▶ _TEXTE CITÉ_:
──────────────────────────────

Oui, moi j’ai beaucoup aimé aussi ces moments que j’associe moi plutôt aussi à la complicité entre un père et un fils.

Camille Bardin

Complètement. 

Luce Giorgi 

Il y a au début, il y a ce masque quand même du performeur qui est très fermé. Il est… Il ferme d’ailleurs les yeux. Il y a quand même quelque chose de l’ordre du personnage qui est créé et… Et puis au fur et à mesure de la vidéo, il y a des… Il y a des moments où ce masque se rompt et… et on décèle véritablement la complicité, l’amour qu’il y a entre ces deux personnes. Il y a des moments de triche où le père n’arrive pas à déplacer la chaise, donc il demande à des… à des complices de l’aider à faire rouler cette chaise roulante où se trouve son fils. Et puis, il y a des moments de rire où il y a des regards, il y a quelques…. il y a quelques phrasés presque indéchiffrables pour nous qu’ils s’échangent. Et puis il y a ce dernier moment, avec cette main qui se top, où là vraiment, le masque est totalement tombé. Et puis, on est dans quelque chose de beaucoup plus… Beaucoup plus doux. Moi, j’aime beaucoup cette complicité qui vient rompre ces rôles un peu figés. Je trouve qu’il y a quand même… tu vois, tu parles d’inversion des rôles. Je pense qu’il y a quand même certains moments où ça « revient un peu à la normale » entre guillemets. Notamment à un moment où il y a les jambes du père qui se lèvent, donc certainement pour pouvoir pousser plus facilement dans cette espèce de chorégraphie. Et puis, le fils vient aider en fait à soulever les jambes de son père pour qu’elles soient bien installées. Et donc là, en fait, on revient un peu à cet… à « cet endroit » entre guillemets, où le fils redevient l’aidant en fait, où redevient celui qui accompagne le mouvement du père. Hum. Voilà.

──────────────────────────────

▶ _DONNÉES FOURNIES_:
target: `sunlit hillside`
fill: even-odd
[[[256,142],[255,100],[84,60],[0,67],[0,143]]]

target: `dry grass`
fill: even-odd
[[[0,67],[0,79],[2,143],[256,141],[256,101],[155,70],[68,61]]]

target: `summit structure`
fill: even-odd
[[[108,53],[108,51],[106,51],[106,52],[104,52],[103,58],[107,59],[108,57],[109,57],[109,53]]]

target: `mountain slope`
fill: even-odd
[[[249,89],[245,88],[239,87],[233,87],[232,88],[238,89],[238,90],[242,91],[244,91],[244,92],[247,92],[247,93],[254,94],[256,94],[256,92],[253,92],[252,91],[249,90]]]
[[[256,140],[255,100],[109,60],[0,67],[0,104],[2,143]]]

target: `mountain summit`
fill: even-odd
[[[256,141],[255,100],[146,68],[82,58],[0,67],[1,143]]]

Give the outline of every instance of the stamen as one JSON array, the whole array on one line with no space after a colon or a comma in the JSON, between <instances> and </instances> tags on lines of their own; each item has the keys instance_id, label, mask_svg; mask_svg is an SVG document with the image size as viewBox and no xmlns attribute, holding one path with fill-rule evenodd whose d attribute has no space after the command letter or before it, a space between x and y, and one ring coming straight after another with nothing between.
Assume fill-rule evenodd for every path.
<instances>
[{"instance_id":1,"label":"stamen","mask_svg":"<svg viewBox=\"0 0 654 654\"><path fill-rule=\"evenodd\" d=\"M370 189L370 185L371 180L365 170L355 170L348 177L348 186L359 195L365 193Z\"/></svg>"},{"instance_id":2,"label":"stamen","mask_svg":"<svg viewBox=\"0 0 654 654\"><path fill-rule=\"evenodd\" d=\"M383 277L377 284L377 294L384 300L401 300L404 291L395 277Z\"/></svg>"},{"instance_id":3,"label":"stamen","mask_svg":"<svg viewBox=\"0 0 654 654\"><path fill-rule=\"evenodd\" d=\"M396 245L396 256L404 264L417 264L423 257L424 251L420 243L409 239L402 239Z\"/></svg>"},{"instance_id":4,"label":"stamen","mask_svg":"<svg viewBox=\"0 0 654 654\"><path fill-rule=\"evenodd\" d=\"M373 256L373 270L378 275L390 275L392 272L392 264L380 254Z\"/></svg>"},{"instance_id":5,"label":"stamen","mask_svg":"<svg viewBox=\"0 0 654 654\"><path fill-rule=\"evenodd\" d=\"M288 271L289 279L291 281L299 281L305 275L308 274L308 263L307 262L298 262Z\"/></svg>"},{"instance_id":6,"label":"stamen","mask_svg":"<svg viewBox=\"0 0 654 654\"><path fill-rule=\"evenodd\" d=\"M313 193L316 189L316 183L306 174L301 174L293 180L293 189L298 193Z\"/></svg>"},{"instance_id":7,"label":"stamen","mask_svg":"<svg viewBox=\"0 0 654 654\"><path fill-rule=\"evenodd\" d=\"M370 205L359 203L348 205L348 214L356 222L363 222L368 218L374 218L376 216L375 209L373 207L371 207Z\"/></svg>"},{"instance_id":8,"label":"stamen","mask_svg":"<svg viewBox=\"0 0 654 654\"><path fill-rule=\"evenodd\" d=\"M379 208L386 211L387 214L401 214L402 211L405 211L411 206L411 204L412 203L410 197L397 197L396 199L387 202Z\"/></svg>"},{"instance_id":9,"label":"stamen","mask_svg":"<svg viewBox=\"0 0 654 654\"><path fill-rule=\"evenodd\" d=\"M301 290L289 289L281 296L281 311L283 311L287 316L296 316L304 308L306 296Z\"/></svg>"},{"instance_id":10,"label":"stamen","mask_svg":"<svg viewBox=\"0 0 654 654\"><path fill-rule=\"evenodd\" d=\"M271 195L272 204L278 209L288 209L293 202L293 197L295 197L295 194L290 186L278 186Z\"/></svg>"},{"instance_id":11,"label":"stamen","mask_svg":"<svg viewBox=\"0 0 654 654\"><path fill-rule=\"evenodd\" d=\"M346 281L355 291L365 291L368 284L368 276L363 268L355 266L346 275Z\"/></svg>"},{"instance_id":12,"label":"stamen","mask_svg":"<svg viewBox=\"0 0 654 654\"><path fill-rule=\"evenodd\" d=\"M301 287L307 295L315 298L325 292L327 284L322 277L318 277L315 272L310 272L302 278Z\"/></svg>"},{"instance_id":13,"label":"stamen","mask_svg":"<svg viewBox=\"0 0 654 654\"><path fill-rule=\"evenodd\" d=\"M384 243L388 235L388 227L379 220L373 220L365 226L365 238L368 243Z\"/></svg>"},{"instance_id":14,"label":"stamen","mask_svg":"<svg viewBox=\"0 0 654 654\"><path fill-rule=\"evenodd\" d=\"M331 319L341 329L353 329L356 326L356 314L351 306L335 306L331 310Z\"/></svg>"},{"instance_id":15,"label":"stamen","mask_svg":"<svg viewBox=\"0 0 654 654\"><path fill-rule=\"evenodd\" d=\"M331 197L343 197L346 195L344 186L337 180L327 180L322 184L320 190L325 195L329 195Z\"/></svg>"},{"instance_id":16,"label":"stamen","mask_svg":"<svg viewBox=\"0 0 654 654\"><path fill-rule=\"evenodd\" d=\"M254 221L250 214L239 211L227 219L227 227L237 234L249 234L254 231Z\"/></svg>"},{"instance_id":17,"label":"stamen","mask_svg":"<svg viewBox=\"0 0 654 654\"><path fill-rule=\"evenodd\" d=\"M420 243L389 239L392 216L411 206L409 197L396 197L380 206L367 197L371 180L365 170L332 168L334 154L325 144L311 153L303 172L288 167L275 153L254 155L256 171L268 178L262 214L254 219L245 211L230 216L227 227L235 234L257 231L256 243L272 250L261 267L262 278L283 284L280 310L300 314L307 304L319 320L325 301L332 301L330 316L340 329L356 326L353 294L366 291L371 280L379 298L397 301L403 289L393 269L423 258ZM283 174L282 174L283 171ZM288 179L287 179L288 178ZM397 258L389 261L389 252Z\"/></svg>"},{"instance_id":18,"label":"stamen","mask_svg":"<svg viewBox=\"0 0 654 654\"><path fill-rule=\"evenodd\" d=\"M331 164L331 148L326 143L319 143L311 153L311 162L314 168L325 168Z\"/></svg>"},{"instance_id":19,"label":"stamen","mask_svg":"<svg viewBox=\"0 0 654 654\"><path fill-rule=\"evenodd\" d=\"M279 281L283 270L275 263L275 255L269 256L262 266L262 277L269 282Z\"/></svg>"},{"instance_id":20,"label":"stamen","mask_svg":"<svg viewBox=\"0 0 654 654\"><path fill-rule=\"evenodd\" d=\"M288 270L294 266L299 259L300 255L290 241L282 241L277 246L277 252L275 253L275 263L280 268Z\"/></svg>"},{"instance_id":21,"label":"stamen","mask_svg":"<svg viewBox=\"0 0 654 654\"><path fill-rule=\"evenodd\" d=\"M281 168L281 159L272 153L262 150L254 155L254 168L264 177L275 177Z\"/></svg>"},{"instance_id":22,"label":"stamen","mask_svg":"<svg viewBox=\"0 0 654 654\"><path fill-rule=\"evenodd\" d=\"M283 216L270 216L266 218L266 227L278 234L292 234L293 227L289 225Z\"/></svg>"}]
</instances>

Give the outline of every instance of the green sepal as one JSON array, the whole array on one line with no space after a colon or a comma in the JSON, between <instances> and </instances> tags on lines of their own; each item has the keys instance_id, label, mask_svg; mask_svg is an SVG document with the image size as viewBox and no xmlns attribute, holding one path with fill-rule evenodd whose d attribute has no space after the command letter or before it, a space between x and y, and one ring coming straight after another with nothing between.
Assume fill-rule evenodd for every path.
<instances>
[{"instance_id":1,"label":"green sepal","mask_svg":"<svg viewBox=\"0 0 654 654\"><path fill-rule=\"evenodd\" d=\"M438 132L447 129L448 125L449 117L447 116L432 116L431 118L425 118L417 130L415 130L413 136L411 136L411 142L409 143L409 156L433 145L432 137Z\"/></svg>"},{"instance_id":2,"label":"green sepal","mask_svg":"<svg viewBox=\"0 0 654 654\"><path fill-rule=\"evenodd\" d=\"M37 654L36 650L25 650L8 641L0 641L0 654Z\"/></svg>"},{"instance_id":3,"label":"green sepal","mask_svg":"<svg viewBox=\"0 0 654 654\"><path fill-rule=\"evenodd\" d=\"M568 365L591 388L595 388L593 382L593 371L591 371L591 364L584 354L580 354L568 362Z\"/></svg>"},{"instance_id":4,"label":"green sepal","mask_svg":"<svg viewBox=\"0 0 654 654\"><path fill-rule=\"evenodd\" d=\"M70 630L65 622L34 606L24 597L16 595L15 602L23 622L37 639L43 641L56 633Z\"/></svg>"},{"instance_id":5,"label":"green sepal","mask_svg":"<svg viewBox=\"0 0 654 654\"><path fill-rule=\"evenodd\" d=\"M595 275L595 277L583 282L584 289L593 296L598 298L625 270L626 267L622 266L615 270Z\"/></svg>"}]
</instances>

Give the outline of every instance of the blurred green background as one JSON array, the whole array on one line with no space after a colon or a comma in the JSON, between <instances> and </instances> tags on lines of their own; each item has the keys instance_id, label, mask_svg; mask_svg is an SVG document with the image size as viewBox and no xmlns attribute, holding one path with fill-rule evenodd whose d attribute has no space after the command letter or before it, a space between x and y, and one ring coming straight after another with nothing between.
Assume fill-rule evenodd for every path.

──────────────────────────────

▶ _CONSIGNE 1_: Redonnez tel quel le passage de la liste qui s'ouvre sur sa toute première ligne et se termine par la ligne contenant « [[[256,141],[255,100],[146,68],[82,58],[0,67],[1,143]]] », ces deux lignes comprises.
▶ _CONSIGNE 2_: Reprenez la conversation sur la vidéo du père et de son fils, et poursuivez-la à partir de sa dernière phrase.
Le texte et la liste n'ont aucun rapport l'un avec l'autre.

▶ _RÉPONSE ATTENDUE 1_:
target: `sunlit hillside`
fill: even-odd
[[[256,142],[255,100],[84,60],[0,67],[0,143]]]

target: `dry grass`
fill: even-odd
[[[0,67],[0,79],[2,143],[256,141],[256,101],[155,70],[68,61]]]

target: `summit structure`
fill: even-odd
[[[108,53],[108,51],[106,51],[106,52],[104,52],[103,58],[107,59],[108,57],[109,57],[109,53]]]

target: `mountain slope`
fill: even-odd
[[[249,89],[245,88],[239,87],[233,87],[232,88],[238,89],[238,90],[242,91],[244,91],[244,92],[247,92],[247,93],[254,94],[256,94],[256,92],[253,92],[252,91],[249,90]]]
[[[256,140],[255,100],[109,60],[0,67],[0,104],[2,143]]]

target: `mountain summit`
fill: even-odd
[[[256,141],[255,100],[146,68],[82,58],[0,67],[1,143]]]

▶ _RÉPONSE ATTENDUE 2_:
Camille Bardin

Grégoire ?

Grégoire Pranger 

Oui, juste pour dire que ce que tu décris Luce, c’est quelque chose que j’ai ressenti assez fortement aussi. J’ai d’abord ressenti une forme de malaise, je dois dire devant cette cette installation vidéo. Il y avait une très grande violence, notamment parce que, on va dire, il y a un éclairage qui est très blanc, il y a une grande froideur dans le dispositif, on va dire, scénographique, avec ces corps de Brancusi qu’on entraperçoit en fait derrière la vitre. Et puis, au fur et à mesure, ça a laissé place à une grande douceur en fait. Et c’est pour ça aussi que je suis resté si longtemps, c’est qu’il y a vraiment eu cette transition à l’intérieur de moi-même, de… En fait, d’une violence qui me conduisait à quand même énormément de pensées très critiques, jusqu’à une forme de grande douceur qui m’a apaisé en fait, avec la manière dont je recevais aussi le travail. Ça pose plein, plein, plein de questions. Et comme toi Camille, en fait, cette expo… enfin ce ce film m’a conduit à plein de questionnements intérieurs sur les questions de contrôle, sur les questions de déplacement, sur les questions de lâcher prise. Et dans le texte, on découvre aussi, et ça, ça m’a particulièrement intéressé, que l’artiste, en fait, fait un parallèle avec ce qu’il nomme le « musée hôpital ». Du coup, en détournant le terme dont tu parlais Tania sur le musée…

Tania Hautin-Trémolières

Antidote.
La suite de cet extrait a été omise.